Read through the listing below and return only the lines containing "suit".

Segment Open

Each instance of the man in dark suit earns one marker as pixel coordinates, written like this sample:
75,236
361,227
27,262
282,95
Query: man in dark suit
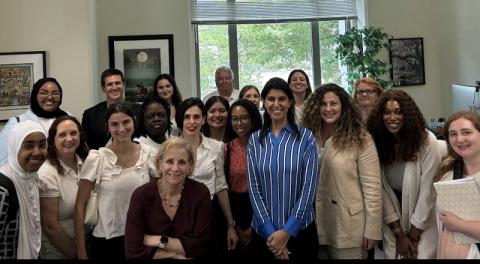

Segment Closed

# [Exercise solution]
Each instance of the man in dark suit earns one marker as pixel coordinates, written like this sample:
Query: man in dark suit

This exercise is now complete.